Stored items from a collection
· · · · ·
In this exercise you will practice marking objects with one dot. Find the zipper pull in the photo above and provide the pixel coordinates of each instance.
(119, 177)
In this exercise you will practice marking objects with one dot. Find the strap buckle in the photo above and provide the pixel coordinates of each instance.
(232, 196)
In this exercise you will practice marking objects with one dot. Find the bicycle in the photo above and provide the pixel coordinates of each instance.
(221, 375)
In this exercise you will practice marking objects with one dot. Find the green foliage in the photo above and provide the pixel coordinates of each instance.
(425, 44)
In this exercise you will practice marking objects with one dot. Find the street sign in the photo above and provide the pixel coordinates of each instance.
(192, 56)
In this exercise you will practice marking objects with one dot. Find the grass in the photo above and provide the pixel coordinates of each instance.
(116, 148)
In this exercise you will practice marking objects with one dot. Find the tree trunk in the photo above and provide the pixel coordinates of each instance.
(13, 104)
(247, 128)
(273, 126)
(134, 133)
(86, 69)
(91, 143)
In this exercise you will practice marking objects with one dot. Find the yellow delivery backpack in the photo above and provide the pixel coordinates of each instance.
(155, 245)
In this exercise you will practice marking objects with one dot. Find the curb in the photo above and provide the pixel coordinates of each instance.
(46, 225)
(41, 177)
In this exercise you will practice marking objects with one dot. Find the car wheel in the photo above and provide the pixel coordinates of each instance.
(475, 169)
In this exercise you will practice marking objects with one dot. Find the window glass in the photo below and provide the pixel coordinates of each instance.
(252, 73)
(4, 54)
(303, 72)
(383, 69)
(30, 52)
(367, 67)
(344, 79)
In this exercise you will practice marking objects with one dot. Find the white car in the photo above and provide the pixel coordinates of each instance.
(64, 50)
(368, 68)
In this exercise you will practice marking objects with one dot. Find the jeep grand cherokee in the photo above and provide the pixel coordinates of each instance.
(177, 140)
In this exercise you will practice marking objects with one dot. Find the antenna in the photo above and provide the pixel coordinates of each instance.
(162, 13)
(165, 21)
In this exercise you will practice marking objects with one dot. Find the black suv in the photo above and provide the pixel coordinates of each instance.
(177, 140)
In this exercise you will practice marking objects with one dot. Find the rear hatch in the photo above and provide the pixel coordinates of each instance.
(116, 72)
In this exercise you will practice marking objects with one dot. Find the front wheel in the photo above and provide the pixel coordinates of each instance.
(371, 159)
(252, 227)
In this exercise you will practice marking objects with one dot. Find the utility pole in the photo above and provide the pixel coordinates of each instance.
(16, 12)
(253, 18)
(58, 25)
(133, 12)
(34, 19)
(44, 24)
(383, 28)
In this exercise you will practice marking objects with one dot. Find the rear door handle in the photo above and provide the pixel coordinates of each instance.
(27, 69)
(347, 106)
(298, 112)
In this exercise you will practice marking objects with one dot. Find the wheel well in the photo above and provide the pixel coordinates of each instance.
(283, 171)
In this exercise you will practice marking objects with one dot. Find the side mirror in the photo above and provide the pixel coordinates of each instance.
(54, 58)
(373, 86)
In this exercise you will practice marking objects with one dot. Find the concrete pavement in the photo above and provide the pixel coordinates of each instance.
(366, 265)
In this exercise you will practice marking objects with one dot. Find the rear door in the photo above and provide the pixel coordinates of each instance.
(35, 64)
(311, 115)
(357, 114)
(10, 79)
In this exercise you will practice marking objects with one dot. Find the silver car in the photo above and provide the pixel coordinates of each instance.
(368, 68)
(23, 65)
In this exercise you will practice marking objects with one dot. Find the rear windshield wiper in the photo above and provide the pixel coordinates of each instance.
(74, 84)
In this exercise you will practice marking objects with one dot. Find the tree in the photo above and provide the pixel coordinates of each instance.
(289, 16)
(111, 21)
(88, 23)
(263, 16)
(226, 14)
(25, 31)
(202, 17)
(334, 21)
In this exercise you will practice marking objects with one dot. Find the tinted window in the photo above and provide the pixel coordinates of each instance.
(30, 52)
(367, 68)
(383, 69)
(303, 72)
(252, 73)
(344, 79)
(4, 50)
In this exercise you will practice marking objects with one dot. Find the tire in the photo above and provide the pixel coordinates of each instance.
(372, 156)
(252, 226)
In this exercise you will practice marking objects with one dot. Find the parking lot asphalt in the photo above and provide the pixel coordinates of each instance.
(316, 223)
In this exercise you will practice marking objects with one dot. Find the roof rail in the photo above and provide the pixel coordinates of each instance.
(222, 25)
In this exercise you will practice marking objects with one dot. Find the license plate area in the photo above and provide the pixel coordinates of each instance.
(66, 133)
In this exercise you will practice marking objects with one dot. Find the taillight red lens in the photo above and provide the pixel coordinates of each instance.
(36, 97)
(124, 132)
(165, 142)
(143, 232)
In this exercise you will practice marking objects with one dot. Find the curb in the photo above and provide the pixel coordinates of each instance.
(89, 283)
· · · · ·
> HOW TO COMPLETE THIS TASK
Return each line of the records above exactly as it reads.

> SOLVED EXERCISE
In this exercise you will practice marking objects with one dot. Find the zipper pull in the photo above and provide the pixel coordinates of each instance.
(119, 177)
In this exercise you will practice marking objects with one dot. Find the strap buckle in the photo above and provide the pixel coordinates of each instance.
(232, 196)
In this exercise you will practice marking objects with one dot. Find the bicycle in the photo above and provide the pixel coordinates of each instance.
(221, 375)
In this exercise you will practice marking objects with one dot. Find the green foliage in the photo above and provide the pixel coordinates of each instance.
(425, 44)
In this exercise you will practice marking objects with one dot. Find the street sign in the photo above and provide the pixel coordinates of each instance.
(192, 56)
In this exercise you will practice marking objects with one dot. Find the grass in the photo above and provide the pixel coordinates of each instance.
(116, 148)
In this exercise you will practice marking objects with one dot. Find the tree trunk in the photo above and provide the pixel coordinates of each instance.
(13, 104)
(247, 128)
(273, 126)
(134, 133)
(86, 69)
(91, 143)
In this exercise you will practice marking objects with one dot. Find the yellow delivery backpack in the photo above and provide the pixel coordinates of each instance.
(155, 245)
In this exercise you will practice marking objects with one dot. Find the curb in the photo above and provide the pixel coordinates of each instance.
(46, 225)
(41, 177)
In this exercise you will practice marking objects with one dot. Find the car wheel in the photo above and provide the pixel coordinates of each instance.
(475, 169)
In this exercise you will practice marking objects with one dot. Find the window glass in the photo below and provide the pixel coordinates of each instance.
(252, 73)
(4, 54)
(303, 72)
(383, 69)
(30, 52)
(367, 67)
(344, 79)
In this exercise you will practice marking objects with one dot. Find the white car in the photo above and provide the pixel coordinates of each instance.
(64, 50)
(368, 68)
In this exercise you will practice marking objects with one dot. Find the jeep grand cherokee in the photo above and provide the pixel coordinates of each instance.
(177, 140)
In this exercise you will practice marking objects with one dot. Find the antenna in the photo above and provide the pixel coordinates of each instance.
(162, 13)
(165, 21)
In this exercise you will practice marking objects with one dot. Find the black suv in the photo above and provide the pixel coordinates of each instance.
(177, 140)
In this exercise you will practice marking objects with one dot. Find the rear hatch in the photo above and provide the pixel coordinates of each instance.
(116, 72)
In this exercise you will practice marking objects with one dot. Find the front wheel in the photo above and provide the pixel coordinates of each instance.
(371, 159)
(252, 227)
In this exercise you will practice marking objects with one dot. Find the utility pole in the photo above and provide the pixel coordinates of each instance.
(16, 12)
(253, 18)
(58, 25)
(133, 12)
(34, 19)
(44, 24)
(383, 28)
In this exercise you will practice marking objects with one dot. Find the rear door handle in the photo above and provide the pixel coordinates of each instance.
(27, 69)
(347, 106)
(298, 112)
In this exercise you will practice marking objects with one dot. Find the wheel well in the photo above and provide the pixel coordinates of each instance.
(283, 171)
In this exercise you will practice marking objects with one dot. Find the side mirror in the photo above and provide the pixel coordinates of each instance.
(54, 58)
(373, 86)
In this exercise you will practice marking objects with one dot. Find the concrete pavement in the photo above and provide the pixel coordinates of each instance.
(366, 265)
In this exercise you will practice marking objects with one dot. Find the rear door in the photo above and provide the pixel coordinates of each instance.
(35, 64)
(311, 115)
(357, 114)
(10, 79)
In this exercise you will practice marking objects with one dot. Find the silver car in the photo above and provide the pixel coordinates of each instance.
(368, 68)
(23, 65)
In this exercise you will practice marking objects with one dot. Find the rear windshield wiper in the photo above and provide the pixel coordinates of each instance.
(74, 84)
In this exercise you will practice marking objects with one dot. Find the tree in the photo above and provide the pixel coordinates of each instance.
(289, 16)
(111, 21)
(88, 23)
(263, 16)
(226, 14)
(25, 31)
(202, 17)
(334, 21)
In this exercise you will practice marking objects with one dot. Find the tinted window in the photo above and provide the pixel coordinates of each instance.
(30, 52)
(367, 68)
(383, 69)
(303, 72)
(252, 73)
(344, 79)
(4, 50)
In this exercise you will practice marking objects with one dot. Find the tire in the photo above and provide the pixel coordinates of each instance.
(372, 156)
(252, 226)
In this exercise you will practice marking objects with one dot. Find the parking lot asphalt in the photo above and provide the pixel coordinates of each instance.
(316, 223)
In this exercise you will practice marking objects with one dot. Find the roof rail in the photo above and provide the pixel coordinates of each instance.
(222, 25)
In this exercise you will practice marking objects with one dot. Find the license plate area in the photo above and provide the pixel coordinates of each instance.
(66, 133)
In this exercise you will practice marking objects with one dot. Find the taillight red lens in the photo above and provide the pixel coordinates of each instance.
(36, 97)
(124, 132)
(165, 142)
(143, 232)
In this exercise you will practice marking objects with one dot. Find the curb in the photo above and provide the pixel coordinates of each instance.
(89, 283)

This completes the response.